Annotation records
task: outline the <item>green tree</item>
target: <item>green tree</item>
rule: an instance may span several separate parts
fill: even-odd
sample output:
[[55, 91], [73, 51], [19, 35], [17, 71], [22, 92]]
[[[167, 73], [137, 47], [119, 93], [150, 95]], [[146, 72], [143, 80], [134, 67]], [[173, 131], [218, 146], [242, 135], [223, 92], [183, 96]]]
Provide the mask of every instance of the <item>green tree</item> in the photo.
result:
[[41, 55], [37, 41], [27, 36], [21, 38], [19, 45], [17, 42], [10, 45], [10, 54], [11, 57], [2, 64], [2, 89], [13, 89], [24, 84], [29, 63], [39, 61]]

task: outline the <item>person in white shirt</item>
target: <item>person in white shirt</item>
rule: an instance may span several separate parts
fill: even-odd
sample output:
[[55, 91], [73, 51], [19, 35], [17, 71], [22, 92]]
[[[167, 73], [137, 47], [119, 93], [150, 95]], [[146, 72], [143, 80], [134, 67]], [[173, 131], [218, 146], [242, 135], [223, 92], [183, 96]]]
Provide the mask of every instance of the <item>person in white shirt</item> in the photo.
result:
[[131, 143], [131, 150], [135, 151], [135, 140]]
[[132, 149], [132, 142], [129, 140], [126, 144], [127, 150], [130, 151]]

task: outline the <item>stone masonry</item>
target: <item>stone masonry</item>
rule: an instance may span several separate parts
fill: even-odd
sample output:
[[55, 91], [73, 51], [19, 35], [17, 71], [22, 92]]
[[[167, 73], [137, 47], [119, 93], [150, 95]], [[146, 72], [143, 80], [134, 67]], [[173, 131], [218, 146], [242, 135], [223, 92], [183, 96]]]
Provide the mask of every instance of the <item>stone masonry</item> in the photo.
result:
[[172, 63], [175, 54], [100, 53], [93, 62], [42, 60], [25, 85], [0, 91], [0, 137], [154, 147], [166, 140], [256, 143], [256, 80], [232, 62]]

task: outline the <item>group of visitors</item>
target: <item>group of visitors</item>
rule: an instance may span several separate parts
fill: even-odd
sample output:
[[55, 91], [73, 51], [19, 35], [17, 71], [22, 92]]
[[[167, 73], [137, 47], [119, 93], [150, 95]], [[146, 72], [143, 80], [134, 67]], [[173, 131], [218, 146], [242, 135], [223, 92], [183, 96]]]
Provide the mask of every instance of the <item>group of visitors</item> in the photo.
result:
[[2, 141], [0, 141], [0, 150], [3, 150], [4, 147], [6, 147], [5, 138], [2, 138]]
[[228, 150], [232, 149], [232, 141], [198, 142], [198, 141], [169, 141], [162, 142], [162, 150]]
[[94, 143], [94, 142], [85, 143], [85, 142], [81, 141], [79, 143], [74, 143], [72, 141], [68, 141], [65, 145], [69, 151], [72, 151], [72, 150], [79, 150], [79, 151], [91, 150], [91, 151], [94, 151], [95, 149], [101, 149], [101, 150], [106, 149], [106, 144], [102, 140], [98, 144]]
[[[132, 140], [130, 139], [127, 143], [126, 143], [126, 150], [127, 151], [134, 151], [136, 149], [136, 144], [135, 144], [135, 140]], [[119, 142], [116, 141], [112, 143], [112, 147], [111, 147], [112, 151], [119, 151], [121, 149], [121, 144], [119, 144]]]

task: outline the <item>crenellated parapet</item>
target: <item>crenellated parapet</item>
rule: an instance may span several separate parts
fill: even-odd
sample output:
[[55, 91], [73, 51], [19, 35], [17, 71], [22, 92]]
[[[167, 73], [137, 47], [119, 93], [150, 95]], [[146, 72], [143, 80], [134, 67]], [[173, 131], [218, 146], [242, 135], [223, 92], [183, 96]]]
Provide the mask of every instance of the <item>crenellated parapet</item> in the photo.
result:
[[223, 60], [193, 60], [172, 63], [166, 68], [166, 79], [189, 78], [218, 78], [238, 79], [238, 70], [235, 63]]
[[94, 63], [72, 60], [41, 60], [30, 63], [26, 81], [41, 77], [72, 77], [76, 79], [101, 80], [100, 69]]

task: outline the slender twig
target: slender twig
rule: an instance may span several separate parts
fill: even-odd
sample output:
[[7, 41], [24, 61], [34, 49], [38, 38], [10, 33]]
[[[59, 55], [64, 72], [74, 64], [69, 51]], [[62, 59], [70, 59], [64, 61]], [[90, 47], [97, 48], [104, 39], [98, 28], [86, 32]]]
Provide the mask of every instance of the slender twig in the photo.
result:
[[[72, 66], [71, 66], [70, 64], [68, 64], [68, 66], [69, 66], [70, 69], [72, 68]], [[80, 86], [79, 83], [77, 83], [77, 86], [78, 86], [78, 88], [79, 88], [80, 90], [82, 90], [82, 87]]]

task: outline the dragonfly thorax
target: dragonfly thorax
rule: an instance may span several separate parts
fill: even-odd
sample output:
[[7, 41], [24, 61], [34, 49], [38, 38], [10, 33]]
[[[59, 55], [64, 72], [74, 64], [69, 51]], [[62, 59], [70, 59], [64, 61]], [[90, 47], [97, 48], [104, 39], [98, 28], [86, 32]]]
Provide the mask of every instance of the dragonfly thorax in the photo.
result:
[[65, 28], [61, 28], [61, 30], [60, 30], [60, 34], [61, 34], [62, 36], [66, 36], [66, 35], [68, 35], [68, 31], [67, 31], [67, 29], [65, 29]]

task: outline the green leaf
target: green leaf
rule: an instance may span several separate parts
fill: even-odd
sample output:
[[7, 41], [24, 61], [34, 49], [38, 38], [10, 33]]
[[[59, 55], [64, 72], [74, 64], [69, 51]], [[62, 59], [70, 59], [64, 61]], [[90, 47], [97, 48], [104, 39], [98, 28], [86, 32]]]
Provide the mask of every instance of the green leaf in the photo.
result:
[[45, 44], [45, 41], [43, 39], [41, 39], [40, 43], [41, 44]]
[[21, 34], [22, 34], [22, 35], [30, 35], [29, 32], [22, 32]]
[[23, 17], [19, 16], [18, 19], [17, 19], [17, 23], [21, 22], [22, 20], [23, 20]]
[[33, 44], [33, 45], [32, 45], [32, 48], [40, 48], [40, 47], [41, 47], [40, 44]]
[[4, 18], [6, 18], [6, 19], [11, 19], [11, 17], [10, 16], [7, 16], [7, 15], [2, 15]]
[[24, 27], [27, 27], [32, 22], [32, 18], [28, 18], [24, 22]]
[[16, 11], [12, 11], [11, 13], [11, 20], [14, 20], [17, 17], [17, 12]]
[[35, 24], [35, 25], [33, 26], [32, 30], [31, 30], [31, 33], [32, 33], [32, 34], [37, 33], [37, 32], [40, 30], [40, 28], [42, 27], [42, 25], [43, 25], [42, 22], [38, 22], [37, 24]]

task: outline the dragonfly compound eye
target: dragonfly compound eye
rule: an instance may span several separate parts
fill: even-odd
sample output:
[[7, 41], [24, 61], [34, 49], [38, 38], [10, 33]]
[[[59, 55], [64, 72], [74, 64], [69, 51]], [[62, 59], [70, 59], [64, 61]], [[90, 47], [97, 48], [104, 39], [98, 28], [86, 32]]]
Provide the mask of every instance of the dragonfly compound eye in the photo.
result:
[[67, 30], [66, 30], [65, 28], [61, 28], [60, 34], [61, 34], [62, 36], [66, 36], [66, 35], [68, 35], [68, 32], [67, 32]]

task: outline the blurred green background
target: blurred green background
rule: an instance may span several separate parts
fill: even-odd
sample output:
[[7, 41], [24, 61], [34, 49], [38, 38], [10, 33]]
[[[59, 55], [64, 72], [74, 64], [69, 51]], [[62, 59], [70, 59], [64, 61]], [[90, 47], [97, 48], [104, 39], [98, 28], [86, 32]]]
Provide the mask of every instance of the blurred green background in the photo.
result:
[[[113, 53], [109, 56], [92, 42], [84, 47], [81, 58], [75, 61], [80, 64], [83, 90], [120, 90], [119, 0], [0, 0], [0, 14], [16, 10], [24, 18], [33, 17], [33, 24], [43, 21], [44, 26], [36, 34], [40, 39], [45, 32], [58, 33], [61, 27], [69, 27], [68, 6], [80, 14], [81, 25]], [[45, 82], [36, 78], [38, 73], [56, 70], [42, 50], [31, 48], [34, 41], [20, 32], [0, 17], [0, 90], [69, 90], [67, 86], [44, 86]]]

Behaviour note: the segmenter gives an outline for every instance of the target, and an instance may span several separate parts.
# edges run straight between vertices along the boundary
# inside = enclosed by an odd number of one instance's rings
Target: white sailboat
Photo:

Goal:
Rename "white shirt" to "striped shirt" in the part of the listing that opens with the line containing "task: outline the <item>person" and closes with the line containing "150], [130, 151]]". Return only those lines, with everything else left unchanged.

Exercise result:
task: outline the <item>person in striped shirt</item>
target: <item>person in striped shirt</item>
rule: an instance may span several separate parts
fill: even-odd
sample output:
[[55, 91], [73, 51], [19, 35], [17, 71], [22, 92]]
[[[167, 73], [137, 47], [119, 93], [150, 95]], [[146, 72], [143, 80], [134, 67]], [[173, 131], [218, 146], [242, 135], [223, 92], [183, 96]]]
Provide the mask of every instance of the <item>person in striped shirt</item> in the photo.
result:
[[131, 143], [131, 150], [135, 151], [135, 140]]
[[132, 149], [132, 142], [129, 140], [126, 144], [127, 150], [130, 151]]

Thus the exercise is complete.